[Excerpt to read — start]
A new Gallup survey says the current number of truly engaged employees is only 29 percent, and 54 percent said they are basically checked out at work -- putting in time but not energy or passion into their job.
Do negative work relationships really matter? Some estimates put the losses of negative work environments at $300 billion a year. Although it's not that hard to identify if you have the problem, fixing it is where the real work begins, reports Pam Tauscher in Part II her special series on toxic workplaces.
Kerwin Steffen doesn't drive an ambulance but maybe he should because he responds to emergencies -- not behind the wheel, but behind the computer.
"Have you ever walked into a place, and you could just feel the dark cloud in that place?" Steffen said. "I always get an affirmative answer, and, sadly, some say, 'Yeah, it's where I go to work every day.'"
It is the lucky office where managers recognize the need to ask for help when relationships hit rock bottom.
"They were in tears when we were done when they recognized that they had inadvertently created such a toxic spirit in their group that some of them literally could not survive there," Steffen said, speaking of a group he worked with.
That spirit, Steffen said, determines whether companies and their employees are engaged or disinterested. And yet, most companies don't make any attempt at all to recognize it or manage it.
"It's made up of the human will of each person in the group, and unless you manage it, as I often tell groups, it plays you like a cheap piano and takes you down," Steffen said.
Many groups Steffen meets with are already down. First, Steffen brings everyone face to face -- something that has become rare in today's workplace.
"To confront someone that maybe you were just e-mailing is a difficult process," he said.
[Excerpt to read — finish]
[Data section — start]
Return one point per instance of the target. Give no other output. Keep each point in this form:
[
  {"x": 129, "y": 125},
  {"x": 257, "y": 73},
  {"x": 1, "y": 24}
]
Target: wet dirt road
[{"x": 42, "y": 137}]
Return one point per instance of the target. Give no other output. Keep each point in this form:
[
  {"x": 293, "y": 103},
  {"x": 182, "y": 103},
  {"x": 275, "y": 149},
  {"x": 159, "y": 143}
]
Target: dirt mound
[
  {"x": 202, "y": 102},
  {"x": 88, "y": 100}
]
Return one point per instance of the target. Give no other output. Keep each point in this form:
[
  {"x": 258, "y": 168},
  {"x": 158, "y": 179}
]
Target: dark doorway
[Data section — finish]
Tasks to complete =>
A – Repeat from the passage on toxic workplaces, from "That spirit, Steffen" up to and including "or manage it.", without any change.
B – State whether each statement agrees with the passage on toxic workplaces, answering yes or no and quoting the deciding words: (i) the Gallup survey put the share of truly engaged employees at 29 percent; (ii) Kerwin Steffen drives an ambulance; (iii) most companies try to manage the spirit of their groups.

Responses per task =>
A –
That spirit, Steffen said, determines whether companies and their employees are engaged or disinterested. And yet, most companies don't make any attempt at all to recognize it or manage it.

B –
(i) Yes: "the current number of truly engaged employees is only 29 percent"
(ii) No: "Kerwin Steffen doesn't drive an ambulance"
(iii) No: "most companies don't make any attempt at all to recognize it or manage it"